My stack of batteries were under the stairs (which is the only escape route) and ultimately I bit the bullet and paid to have them moved to the garage, but in a neat and tidy all-in-one unit. Roughly the same capability as a Powerwall, but also integrates the solar PV. Existing batteries slot into the base.

You've got an interlinked smoke alarm up there, I assume?
I can understand why a heap of stacked batteries sat on the floor such as the fox or similar presents a risk sure.
Giv energy and pure drive amongst others should have their metal casing's vertically mounted to the building structure.
but as alan l alluded to in another thread it sounds like the documentation was released with the SMEs having been consulted but refusing to comment on the proposals so they have gone defcon 5 with the most stringent of rules
The problem isn’t so much the risk of the batteries catching fire (arguably above you might be better than below you in that case anyway), but the fact that there’s several hundred kilos of metal perched in the loft.

#####

▸ ACTIONS TO TAKE
1. In the home battery discussion, where were the writer's stack of batteries kept before being moved to the garage?
2. Write the next part of the home battery discussion, picking up after its final post.

#####

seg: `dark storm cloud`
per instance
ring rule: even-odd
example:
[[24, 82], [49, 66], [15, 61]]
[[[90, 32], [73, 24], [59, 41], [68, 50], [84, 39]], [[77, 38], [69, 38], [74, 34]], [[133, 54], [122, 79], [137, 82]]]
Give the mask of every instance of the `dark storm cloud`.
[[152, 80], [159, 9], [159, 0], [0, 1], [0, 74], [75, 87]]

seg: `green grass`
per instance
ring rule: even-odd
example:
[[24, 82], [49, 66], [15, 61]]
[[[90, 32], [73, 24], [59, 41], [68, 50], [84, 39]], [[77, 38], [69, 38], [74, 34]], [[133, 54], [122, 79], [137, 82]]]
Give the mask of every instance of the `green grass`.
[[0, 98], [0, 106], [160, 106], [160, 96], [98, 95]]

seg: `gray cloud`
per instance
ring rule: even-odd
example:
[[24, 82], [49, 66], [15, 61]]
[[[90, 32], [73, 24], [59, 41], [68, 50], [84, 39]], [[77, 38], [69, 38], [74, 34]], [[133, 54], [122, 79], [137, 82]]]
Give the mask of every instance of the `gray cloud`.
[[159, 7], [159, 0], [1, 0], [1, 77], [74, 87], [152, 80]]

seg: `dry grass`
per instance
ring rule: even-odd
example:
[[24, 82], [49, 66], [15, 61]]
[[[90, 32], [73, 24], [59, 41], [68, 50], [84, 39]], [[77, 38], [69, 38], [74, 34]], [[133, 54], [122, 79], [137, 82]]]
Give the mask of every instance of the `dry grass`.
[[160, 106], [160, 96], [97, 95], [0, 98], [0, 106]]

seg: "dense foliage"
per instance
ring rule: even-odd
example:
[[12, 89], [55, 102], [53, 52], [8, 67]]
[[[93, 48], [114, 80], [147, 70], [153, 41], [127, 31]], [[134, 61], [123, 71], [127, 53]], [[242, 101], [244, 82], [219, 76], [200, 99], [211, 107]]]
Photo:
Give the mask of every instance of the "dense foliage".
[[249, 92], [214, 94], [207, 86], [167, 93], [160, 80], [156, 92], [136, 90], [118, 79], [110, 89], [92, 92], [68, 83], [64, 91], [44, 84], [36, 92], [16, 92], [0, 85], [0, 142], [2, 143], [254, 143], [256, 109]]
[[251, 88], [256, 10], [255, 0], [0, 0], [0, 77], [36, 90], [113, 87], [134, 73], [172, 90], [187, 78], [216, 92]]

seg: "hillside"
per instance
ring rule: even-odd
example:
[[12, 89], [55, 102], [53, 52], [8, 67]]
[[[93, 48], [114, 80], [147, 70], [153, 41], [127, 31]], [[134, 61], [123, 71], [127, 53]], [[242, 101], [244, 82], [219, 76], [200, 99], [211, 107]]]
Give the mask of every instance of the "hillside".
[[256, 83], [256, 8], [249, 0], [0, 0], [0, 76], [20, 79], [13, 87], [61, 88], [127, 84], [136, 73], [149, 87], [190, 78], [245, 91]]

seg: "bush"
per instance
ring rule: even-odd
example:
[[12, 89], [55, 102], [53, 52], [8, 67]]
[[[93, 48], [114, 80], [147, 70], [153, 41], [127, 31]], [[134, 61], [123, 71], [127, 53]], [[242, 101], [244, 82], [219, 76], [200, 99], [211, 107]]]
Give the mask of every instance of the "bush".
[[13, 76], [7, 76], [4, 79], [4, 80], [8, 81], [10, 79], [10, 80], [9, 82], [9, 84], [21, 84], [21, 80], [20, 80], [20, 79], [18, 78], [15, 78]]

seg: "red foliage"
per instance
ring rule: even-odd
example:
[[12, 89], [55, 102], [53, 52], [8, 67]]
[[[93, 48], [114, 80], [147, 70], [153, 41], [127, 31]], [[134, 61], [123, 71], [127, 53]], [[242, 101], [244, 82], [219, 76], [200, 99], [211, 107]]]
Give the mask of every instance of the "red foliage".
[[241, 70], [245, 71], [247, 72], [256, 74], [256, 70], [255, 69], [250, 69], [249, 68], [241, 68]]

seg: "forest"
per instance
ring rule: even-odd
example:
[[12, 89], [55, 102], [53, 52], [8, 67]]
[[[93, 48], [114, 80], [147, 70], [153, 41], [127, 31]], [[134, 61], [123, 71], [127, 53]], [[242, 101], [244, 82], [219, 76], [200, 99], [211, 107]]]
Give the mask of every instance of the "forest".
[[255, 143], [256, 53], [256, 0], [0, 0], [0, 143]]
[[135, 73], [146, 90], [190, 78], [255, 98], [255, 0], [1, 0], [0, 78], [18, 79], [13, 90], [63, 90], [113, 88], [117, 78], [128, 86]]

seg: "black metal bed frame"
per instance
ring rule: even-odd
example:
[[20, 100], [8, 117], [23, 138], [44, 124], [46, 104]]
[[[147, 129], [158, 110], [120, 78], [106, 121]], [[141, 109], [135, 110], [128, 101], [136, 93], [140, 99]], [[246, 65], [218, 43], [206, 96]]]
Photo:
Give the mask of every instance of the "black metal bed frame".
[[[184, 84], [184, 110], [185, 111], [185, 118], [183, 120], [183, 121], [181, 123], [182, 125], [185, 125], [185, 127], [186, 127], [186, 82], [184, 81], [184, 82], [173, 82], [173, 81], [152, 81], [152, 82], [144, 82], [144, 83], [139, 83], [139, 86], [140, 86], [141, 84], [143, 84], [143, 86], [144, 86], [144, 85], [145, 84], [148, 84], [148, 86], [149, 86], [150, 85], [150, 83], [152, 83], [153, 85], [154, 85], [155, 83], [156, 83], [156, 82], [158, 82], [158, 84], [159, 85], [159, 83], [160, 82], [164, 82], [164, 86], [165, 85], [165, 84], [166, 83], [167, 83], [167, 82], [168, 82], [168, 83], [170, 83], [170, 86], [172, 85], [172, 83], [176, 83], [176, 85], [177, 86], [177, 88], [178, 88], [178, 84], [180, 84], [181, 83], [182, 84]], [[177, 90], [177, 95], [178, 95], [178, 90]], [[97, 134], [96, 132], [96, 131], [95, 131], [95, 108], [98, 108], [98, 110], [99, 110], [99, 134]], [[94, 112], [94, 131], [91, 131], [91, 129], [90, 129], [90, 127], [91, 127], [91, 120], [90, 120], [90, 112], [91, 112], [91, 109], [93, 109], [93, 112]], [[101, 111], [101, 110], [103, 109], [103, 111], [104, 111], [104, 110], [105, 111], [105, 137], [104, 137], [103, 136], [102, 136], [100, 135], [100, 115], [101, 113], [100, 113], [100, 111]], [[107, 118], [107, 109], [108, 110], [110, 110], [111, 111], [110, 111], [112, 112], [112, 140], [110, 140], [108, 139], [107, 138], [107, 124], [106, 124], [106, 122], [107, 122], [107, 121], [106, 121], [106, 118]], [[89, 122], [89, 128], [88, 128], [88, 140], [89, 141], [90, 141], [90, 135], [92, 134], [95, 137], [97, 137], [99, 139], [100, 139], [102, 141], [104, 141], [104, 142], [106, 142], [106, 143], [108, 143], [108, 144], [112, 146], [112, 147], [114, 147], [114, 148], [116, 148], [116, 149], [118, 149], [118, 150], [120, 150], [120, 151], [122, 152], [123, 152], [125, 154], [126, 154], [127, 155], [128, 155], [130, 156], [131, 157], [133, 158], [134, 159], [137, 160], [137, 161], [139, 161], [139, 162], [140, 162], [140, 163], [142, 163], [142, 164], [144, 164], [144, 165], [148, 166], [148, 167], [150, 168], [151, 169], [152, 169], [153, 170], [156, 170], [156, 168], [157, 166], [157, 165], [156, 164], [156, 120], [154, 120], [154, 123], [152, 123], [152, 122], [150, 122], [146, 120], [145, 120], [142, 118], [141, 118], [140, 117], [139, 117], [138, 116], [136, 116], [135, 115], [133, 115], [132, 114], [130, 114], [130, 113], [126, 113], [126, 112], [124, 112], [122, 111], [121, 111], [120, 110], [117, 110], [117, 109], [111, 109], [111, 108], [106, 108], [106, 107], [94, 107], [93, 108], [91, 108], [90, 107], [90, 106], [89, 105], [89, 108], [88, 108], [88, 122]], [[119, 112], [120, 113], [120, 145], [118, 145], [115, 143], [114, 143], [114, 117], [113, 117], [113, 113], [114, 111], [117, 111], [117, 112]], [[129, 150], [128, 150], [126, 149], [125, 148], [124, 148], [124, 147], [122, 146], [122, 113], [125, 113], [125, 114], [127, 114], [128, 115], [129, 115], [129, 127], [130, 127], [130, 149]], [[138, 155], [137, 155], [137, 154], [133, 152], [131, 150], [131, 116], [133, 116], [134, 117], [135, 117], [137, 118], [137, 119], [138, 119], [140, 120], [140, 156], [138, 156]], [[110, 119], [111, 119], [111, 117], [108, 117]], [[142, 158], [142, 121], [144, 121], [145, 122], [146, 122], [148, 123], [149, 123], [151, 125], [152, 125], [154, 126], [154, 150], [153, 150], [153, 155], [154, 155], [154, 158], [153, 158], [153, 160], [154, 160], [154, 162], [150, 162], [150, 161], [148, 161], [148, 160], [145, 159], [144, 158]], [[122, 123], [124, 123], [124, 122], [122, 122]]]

#####

▸ ANSWERS PROVIDED
1. Under the stairs, which is the only escape route.

2.
I'd also say that most ceilings, regardless of being weakened by fire or not, are not built to have a several hundred KG of weight concentrated in a small footprint - be careful where they're located!
A big dude in a loft will have a similar if not worse concentration of mass. My heaviest (13kWh - LiFePO4) battery is 98kg. It's footprint is substantially greater than a footprint.
I still wouldn't pile them on the floor - but it wasn't so long ago water tanks would be routinely sited up there.
Would I do it in a modern house. Would I buggery. Most of them can barely hold their own weight
#costengineered
A big dude in a loft will have a similar if not worse concentration of mass.
Still doesn't make it OK!
(And the bloke isn't up there 24/7)
As per TR, I've seen some ceiling joists in older houses that couldn't even cope with the ceiling being overboarded!
The risk is to emergency services who enter the building after you’ve escaped, because I would quite expect a stack of batteries falling through a weakened loft ceiling to go straight through the floor below as well.
If the fire is that well developed that there is a risk of structural collapse, there shouldn't be anyone committed into building, they'll just be soaking the ruins from outside.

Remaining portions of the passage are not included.